Work instruction:
A faithful, complete copy of the records is required.

(Source records)

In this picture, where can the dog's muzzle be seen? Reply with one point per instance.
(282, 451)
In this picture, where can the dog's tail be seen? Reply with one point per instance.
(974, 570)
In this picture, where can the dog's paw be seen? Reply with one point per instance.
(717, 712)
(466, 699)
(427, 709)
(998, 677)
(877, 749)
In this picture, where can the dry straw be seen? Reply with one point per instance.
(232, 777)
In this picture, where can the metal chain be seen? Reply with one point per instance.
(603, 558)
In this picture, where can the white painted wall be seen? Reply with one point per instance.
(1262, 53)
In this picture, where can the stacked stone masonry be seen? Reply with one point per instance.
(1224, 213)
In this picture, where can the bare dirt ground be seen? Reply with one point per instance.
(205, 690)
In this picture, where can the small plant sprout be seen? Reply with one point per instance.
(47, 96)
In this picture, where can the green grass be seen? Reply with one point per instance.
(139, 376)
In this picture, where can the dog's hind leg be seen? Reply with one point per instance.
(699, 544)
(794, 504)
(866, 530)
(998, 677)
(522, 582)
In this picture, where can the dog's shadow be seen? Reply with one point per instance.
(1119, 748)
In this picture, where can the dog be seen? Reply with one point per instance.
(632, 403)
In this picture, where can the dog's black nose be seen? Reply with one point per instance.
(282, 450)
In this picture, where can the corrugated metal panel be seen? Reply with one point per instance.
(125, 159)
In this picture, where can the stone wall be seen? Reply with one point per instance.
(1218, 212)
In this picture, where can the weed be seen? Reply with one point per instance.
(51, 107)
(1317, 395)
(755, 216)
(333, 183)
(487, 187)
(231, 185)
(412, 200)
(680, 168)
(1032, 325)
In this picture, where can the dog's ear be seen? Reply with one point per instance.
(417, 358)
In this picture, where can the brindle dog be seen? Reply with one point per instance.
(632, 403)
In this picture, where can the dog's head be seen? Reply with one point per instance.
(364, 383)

Solution to this task:
In this picture, where can the dog's muzzle be seen? Reply with one point per instance.
(282, 451)
In this picture, where can the dog's tail be seen? Reply with one point per instance.
(974, 570)
In this picture, where can the dog's paw be seen? Reply with one point per instance.
(717, 712)
(466, 699)
(427, 709)
(998, 677)
(877, 749)
In this picture, where can the dry straw be seen? Reply with one point per instance.
(232, 777)
In this picture, where can the metal chain be seen? Reply with one point per instance.
(603, 558)
In this picture, where can the white painted wall be seen? Reply with one point per instance.
(1262, 53)
In this picture, where can the stacked stone masonry be seen? Reply with one point per instance.
(1224, 213)
In this picture, where can the bare dirt ground be seen? Reply with one point per instance.
(205, 690)
In this picture, where can the small plant sprout be seen? Reply with one point per instance.
(47, 96)
In this picture, where can the green grass be seen? Reply with one point per instance.
(139, 376)
In this picture, where can the dog's hind leg be seen? Reply with one point per instance.
(699, 544)
(794, 504)
(866, 530)
(998, 677)
(522, 582)
In this picture, where can the dog's shadow be seen? Reply with one point per instance.
(1119, 748)
In this picture, where can the dog be seen? Reply with one point per instance.
(632, 403)
In this picture, where can the dog's black nose be seen? Reply with one point per instance.
(282, 450)
In this picture, where can the corrugated metal panel be seen? Reply with one point per instance.
(125, 159)
In this picture, where can the stone wall be seen? Reply with one point per instance.
(1218, 212)
In this picture, where can the weed be seen? Reply with one point per instance.
(51, 107)
(1317, 395)
(755, 216)
(333, 183)
(487, 187)
(231, 185)
(412, 200)
(680, 168)
(1032, 325)
In this picture, where can the dog's ear be seen? Reply with one point per instance.
(417, 358)
In this picture, where can the brindle dog be seen? Reply with one point per instance.
(632, 403)
In this picture, where can the dog's head be seen? Reply with one point per instance.
(364, 383)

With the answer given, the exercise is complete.